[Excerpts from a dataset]

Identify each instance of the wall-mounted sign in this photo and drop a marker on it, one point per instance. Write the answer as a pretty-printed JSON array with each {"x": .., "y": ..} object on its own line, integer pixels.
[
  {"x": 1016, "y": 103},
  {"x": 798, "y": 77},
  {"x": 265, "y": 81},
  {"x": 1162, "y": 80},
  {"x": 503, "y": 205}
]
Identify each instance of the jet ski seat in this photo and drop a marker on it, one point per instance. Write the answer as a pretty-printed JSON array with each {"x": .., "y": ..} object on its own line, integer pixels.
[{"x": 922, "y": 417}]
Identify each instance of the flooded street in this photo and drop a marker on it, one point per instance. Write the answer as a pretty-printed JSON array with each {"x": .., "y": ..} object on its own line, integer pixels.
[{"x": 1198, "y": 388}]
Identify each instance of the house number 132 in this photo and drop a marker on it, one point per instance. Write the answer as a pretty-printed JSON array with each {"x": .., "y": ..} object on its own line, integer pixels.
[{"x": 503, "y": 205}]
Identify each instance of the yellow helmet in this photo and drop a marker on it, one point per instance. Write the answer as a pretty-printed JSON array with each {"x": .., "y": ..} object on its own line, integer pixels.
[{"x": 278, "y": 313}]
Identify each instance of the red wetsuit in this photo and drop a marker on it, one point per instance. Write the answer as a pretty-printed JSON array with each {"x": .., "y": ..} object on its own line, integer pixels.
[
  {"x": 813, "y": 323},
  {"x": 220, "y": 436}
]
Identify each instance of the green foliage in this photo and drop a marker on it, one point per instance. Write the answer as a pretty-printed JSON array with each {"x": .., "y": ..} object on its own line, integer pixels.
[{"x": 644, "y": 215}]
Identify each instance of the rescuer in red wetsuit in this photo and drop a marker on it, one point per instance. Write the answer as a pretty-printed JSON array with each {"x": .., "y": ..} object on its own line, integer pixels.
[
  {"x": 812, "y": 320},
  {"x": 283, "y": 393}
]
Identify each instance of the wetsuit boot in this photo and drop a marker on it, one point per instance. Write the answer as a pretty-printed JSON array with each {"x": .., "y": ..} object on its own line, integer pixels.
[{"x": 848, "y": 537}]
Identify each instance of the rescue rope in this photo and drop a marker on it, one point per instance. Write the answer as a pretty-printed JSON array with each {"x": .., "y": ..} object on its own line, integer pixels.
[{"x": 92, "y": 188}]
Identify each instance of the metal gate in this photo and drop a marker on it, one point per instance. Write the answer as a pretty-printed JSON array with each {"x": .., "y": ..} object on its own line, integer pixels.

- **Directions**:
Nothing should be dropped. Retype each line above as it is.

- **Task result**:
Identify each instance of the wall-mounted sign in this photo and drop a marker on it, one point per instance. Write the answer as a pretty-printed JSON array with each {"x": .., "y": ..} object on its own line, integer pixels.
[
  {"x": 1016, "y": 103},
  {"x": 798, "y": 77},
  {"x": 265, "y": 81},
  {"x": 1162, "y": 80},
  {"x": 503, "y": 205}
]
Identify each instance of the jet ski seat in this photo and drop a marker on it, one point per instance. Write the answer as a pretty-printed JSON array with each {"x": .., "y": ..} object on its own line, integer pixels.
[{"x": 922, "y": 417}]
Identify each instance of the flooded street in this photo and drop a marker on it, one point per instance. Write the answer as a pretty-printed JSON array with each {"x": .., "y": ..} object on its own line, integer pixels.
[{"x": 1198, "y": 388}]
Identify each instance of the house number 132 in this photo and drop a marker on it, one point per instance. Write the answer as a pretty-printed JSON array with each {"x": .., "y": ..} object on its own line, integer pixels.
[{"x": 503, "y": 205}]
Identify each instance of the yellow helmet in this photo and drop a marker on it, one point per instance. Write the answer as a pretty-printed JSON array with each {"x": .., "y": ..} object on its own line, integer pixels.
[{"x": 278, "y": 313}]
Identify each instance of the red wetsuit in this photo and drop a marker on it, one point per instance. Write the answer as a pretty-printed JSON array with each {"x": .., "y": ..} object on its own line, integer pixels.
[
  {"x": 813, "y": 323},
  {"x": 220, "y": 436}
]
Identify each instance of the green foliage in this photo and drop a marker on it, one point per instance. Write the answer as a pretty-printed JSON array with each {"x": .., "y": ..} object on its own line, integer pixels.
[{"x": 644, "y": 215}]
Identify each instance of the rescuer in red wetsuit in this photo and drop a marker on it, one point per instance. Write the answer as a pretty-printed JSON array with each {"x": .., "y": ..} object on its own line, integer pixels.
[
  {"x": 812, "y": 320},
  {"x": 283, "y": 393}
]
Identify each instance of the wetsuit boot in this photo and drop a marker on it, one point per instance. Write the answer as a pretty-printed JSON array with each {"x": .., "y": ..} object on its own line, integer pixels.
[{"x": 848, "y": 537}]
Identify each instance of the rescue rope in this photo and drop a marker on it, one point per instance. Write the answer as a pretty-printed JSON array with each {"x": .., "y": ..} object on its own line, integer pixels.
[{"x": 92, "y": 188}]
Identify each instance of the metal gate in this photo and drop a marker on it, one point per instance. Write the answer as a pretty-printed JSON array with each {"x": .., "y": ..} object on its own line, integer pixels.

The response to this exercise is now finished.